Excerpt to read:
::::
3.1 Canonical Structure

MLSchema generates JSON payloads with the following canonical shape:

{
  "fields": [
    {
      "label": "customer_name",
      "kind": "text",
      "required": true,
      "minLength": 1,
      "maxLength": 100,
      "placeholder": "Enter full name"
    },
    {
      "label": "satisfaction_score",
      "kind": "number",
      "required": true,
      "min": 0,
      "max": 100,
      "step": 1,
      "unit": "points"
    }
  ],
  "reports": [],
  "explanations": []
}

The top-level envelope (fields, reports, explanations) provides logical separation between model parameters, expected predictions, and explanation metadata.

3.2 Field Type Taxonomy

MLSchema ships with six built-in field types:

Kind: text

{
  "kind": "text",
  "label": "email",
  "required": true,
  "minLength": 5,
  "maxLength": 254,
  "pattern": "^[a-zA-Z0-9._%+-]+@[a-zA-Z0-9.-]+\\.[a-zA-Z]{2,}$",
  "placeholder": "user@example.com"
}

Supported pandas dtypes: object, string

Kind: number

{
  "kind": "number",
  "label": "revenue",
  "required": true,
  "min": 0,
  "max": 1000000,
  "step": 0.01,
  "unit": "USD",
  "placeholder": "Enter amount"
}

Supported pandas dtypes: int64, float64, int32, float32

Kind: category

The options key is mandatory and is automatically derived from the DataFrame's unique categorical values.
::::
Written problem 1: Using the schema excerpt, explain in one to three sentences why the JSON payload has a top-level envelope with the keys fields, reports, and explanations.
The records that follow are unrelated to the schema excerpt.

Items drawn from a data source
::::
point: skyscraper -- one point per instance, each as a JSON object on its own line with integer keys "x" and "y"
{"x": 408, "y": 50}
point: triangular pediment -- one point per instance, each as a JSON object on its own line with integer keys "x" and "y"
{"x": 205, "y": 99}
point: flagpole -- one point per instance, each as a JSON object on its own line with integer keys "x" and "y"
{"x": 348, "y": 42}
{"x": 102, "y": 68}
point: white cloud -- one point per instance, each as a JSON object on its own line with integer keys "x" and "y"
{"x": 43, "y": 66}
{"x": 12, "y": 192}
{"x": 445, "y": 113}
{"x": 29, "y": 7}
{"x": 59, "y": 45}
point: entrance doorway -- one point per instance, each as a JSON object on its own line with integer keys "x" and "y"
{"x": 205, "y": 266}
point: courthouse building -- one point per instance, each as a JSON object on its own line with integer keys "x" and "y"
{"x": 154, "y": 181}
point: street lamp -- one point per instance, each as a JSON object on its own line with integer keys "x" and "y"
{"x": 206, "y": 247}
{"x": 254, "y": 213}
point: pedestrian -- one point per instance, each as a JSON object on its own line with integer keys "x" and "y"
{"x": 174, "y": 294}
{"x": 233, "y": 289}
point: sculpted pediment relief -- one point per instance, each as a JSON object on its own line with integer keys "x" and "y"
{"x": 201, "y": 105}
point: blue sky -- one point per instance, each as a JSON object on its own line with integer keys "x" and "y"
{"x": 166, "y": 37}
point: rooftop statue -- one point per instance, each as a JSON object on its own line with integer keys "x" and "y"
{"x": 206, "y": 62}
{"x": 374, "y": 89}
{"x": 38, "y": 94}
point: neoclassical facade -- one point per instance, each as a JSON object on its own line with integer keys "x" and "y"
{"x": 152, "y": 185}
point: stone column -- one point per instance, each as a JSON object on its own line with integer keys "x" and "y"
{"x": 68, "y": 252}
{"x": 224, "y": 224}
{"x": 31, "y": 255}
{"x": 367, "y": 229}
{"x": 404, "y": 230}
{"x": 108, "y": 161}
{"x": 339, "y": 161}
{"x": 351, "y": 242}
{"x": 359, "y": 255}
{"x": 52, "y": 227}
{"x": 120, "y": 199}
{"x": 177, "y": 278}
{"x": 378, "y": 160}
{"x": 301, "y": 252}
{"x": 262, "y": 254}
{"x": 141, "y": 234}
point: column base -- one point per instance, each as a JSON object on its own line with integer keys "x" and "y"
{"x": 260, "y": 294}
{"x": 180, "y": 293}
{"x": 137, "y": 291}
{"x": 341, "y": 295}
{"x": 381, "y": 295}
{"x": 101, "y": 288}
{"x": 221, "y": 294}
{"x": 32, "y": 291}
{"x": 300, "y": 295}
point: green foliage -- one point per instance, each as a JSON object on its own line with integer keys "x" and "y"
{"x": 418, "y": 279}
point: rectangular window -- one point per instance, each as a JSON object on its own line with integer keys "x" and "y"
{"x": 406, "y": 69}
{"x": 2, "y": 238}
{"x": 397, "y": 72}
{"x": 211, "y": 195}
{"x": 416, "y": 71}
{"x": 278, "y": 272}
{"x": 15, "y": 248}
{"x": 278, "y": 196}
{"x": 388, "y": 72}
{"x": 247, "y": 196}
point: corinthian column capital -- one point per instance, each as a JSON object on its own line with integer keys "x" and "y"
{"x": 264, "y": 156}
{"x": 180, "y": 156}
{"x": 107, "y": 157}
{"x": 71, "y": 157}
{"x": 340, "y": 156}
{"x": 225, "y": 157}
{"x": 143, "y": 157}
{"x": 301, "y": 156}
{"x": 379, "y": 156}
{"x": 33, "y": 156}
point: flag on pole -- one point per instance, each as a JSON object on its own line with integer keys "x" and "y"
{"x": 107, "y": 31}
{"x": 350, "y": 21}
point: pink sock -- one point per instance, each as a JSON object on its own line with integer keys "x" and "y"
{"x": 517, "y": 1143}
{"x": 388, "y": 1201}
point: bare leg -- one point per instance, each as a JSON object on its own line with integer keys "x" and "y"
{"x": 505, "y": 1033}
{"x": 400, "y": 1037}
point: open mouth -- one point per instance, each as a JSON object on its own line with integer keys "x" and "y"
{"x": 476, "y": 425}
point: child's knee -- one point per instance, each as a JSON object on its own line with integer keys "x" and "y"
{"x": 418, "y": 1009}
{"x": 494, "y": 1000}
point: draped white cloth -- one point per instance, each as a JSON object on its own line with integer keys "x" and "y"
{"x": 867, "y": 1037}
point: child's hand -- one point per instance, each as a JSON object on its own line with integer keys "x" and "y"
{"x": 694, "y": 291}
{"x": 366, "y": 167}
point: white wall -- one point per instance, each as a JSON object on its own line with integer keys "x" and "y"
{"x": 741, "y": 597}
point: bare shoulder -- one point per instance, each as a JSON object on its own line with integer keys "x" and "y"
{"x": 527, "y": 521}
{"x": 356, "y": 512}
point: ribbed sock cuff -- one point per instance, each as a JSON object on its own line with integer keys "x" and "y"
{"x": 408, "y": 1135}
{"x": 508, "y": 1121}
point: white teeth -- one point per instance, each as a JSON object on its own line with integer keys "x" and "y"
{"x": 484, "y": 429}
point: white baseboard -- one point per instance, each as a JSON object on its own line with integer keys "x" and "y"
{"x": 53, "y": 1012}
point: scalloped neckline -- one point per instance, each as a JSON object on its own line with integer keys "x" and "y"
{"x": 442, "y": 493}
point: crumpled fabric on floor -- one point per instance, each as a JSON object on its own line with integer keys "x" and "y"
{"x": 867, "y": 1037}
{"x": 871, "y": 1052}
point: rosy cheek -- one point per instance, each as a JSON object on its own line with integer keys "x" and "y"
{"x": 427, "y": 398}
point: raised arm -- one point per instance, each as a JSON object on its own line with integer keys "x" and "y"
::::
Written problem 2: Give as a JSON list of strings the lines of the records from the line containing "point: white baseboard" through the end of the records, one string per line and with blank lines left out.

Worked answer 1: The envelope keeps three kinds of content logically separate. The fields key holds model parameters, reports holds expected predictions, and explanations holds explanation metadata.

Worked answer 2:
[
  "point: white baseboard -- one point per instance, each as a JSON object on its own line with integer keys \"x\" and \"y\"",
  "{\"x\": 53, \"y\": 1012}",
  "point: scalloped neckline -- one point per instance, each as a JSON object on its own line with integer keys \"x\" and \"y\"",
  "{\"x\": 442, \"y\": 493}",
  "point: crumpled fabric on floor -- one point per instance, each as a JSON object on its own line with integer keys \"x\" and \"y\"",
  "{\"x\": 867, \"y\": 1037}",
  "{\"x\": 871, \"y\": 1052}",
  "point: rosy cheek -- one point per instance, each as a JSON object on its own line with integer keys \"x\" and \"y\"",
  "{\"x\": 427, \"y\": 398}",
  "point: raised arm -- one point per instance, each as a JSON object on its own line with integer keys \"x\" and \"y\""
]